Repeat each entry in full, exactly.

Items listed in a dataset
◆ ◆ ◆ ◆
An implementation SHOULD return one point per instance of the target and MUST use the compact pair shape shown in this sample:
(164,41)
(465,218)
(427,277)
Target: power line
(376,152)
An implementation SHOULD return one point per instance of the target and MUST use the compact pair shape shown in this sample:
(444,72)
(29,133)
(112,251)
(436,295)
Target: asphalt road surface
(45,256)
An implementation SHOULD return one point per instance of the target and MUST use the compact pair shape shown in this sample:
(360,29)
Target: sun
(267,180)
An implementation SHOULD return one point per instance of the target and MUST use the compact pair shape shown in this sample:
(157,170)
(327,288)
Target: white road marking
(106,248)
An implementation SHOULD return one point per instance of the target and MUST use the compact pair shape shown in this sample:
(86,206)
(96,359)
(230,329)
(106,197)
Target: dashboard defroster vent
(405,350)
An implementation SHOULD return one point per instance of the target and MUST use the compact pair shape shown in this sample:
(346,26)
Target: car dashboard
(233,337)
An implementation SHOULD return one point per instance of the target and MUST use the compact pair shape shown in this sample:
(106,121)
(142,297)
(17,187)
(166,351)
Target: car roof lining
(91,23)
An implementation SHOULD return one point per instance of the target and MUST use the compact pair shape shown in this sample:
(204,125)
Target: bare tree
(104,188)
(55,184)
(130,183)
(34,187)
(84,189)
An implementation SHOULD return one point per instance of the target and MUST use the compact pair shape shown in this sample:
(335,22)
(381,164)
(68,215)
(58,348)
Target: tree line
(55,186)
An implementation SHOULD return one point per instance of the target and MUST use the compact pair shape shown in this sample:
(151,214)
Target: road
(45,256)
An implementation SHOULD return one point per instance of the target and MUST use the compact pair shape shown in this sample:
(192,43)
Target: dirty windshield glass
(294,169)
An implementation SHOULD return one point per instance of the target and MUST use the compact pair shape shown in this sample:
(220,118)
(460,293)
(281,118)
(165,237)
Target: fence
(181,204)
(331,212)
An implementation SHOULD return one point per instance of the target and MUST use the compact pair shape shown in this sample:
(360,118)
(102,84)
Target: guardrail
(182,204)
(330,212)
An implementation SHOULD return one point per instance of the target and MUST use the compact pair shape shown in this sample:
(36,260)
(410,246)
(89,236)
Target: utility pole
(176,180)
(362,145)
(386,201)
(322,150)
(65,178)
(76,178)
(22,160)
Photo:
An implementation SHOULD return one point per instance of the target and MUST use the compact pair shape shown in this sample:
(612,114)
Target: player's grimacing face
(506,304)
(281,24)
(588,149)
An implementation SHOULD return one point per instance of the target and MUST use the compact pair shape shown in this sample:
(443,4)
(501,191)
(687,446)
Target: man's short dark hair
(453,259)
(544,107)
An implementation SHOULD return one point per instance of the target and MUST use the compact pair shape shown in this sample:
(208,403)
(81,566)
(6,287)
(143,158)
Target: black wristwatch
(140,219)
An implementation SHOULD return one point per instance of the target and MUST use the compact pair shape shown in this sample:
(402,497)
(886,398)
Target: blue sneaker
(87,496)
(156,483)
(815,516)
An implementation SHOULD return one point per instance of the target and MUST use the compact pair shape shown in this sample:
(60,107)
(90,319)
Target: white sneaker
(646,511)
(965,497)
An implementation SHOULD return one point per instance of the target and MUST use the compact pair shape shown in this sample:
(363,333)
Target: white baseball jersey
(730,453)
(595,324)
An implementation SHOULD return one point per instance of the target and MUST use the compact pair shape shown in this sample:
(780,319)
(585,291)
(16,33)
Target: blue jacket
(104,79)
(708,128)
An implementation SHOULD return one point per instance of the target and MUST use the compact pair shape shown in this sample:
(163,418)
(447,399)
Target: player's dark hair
◆ ◆ ◆ ◆
PROBLEM SOLUTION »
An implementation SHOULD return one point per instance of the target and MUST use the compact pair shape shown in this sample:
(164,41)
(465,218)
(427,277)
Target: power line
(376,152)
An implementation SHOULD return one point per instance of the target and MUST use the compact pair shape shown in this sample:
(444,72)
(29,133)
(112,251)
(436,295)
Target: asphalt road surface
(45,256)
An implementation SHOULD return one point per instance of the target and MUST use the compact pair shape shown in this sample:
(360,29)
Target: sun
(267,180)
An implementation SHOULD return one point per instance of the target and MUST use the compact pair shape shown in this sample:
(157,170)
(327,288)
Target: white road marking
(106,248)
An implementation SHOULD return one point per instance of the target and MUST use the compact pair shape shown in this sample:
(86,206)
(96,359)
(230,329)
(106,197)
Target: dashboard defroster vent
(405,350)
An implementation SHOULD return one point per instance of the target and MUST use the compact pair shape shown in this sample:
(346,26)
Target: car dashboard
(233,337)
An implementation SHOULD return one point per instance of the target and MUST use the compact pair shape shown in this sample:
(106,121)
(142,297)
(17,187)
(166,351)
Target: car roof lining
(91,23)
An implementation SHOULD return one point per instance of the target and MUST use the compact pair shape shown in this sample:
(204,125)
Target: bare tree
(104,188)
(55,184)
(130,183)
(34,187)
(84,189)
An implementation SHOULD return one point per instance of the target and MUST use the compact pair shape shown in this sample:
(335,22)
(381,164)
(68,215)
(58,348)
Target: tree line
(55,186)
An implementation SHOULD return one point per instance of the target and MUST use the compact pair shape shown in this sample:
(151,214)
Target: road
(45,256)
An implementation SHOULD return one point per instance of the target and MUST use the compact pair shape shown in this sample:
(192,43)
Target: dirty windshield glass
(294,169)
An implementation SHOULD return one point per instance of the target and MUST use the compact pair shape shown in this sample:
(220,118)
(460,293)
(281,118)
(165,237)
Target: fence
(181,204)
(331,212)
An implementation SHOULD return one point per instance of the target and MUST use the compact pair shape shown in this sample:
(360,118)
(102,84)
Target: guardrail
(182,204)
(330,212)
An implementation SHOULD return one point per instance of the target and MUST use the compact pair shape shown in this sample:
(36,260)
(410,246)
(89,236)
Target: utility pole
(176,180)
(362,145)
(386,201)
(322,150)
(65,178)
(76,178)
(22,160)
Photo:
An implementation SHOULD return one point per instance of the target and MUST use the compact pair shape shown in this sample:
(612,114)
Target: player's grimacing face
(506,304)
(281,24)
(588,149)
An implementation SHOULD return one point per instance of the target and MUST use the compact pair shape shown in this sample:
(443,4)
(501,191)
(687,446)
Target: man's short dark hair
(453,259)
(544,107)
An implementation SHOULD return one point per instance of the target and MUST use the compact pair shape shown in this sample:
(208,403)
(81,566)
(6,287)
(143,158)
Target: black wristwatch
(140,219)
An implementation SHOULD return one point per instance of the target and MUST use the compact pair shape shown in this sample:
(402,497)
(886,398)
Target: blue sneaker
(87,496)
(156,483)
(815,516)
An implementation SHOULD return one point per instance of the target and MUST use the compact pair shape shown in this sample:
(60,107)
(90,319)
Target: white sneaker
(646,511)
(965,497)
An implementation SHOULD return one point per instance of the target and MUST use the compact pair shape shown in this sample:
(363,333)
Target: white baseball jersey
(730,453)
(595,324)
An implementation SHOULD return one point per instance of the target and MUST use the compact pair shape shown in this sample:
(780,319)
(585,291)
(16,33)
Target: blue jacket
(104,79)
(708,128)
An implementation SHOULD return one point per instance of the target and MUST use the compact pair shape shown in this sample:
(163,418)
(447,399)
Target: player's dark hair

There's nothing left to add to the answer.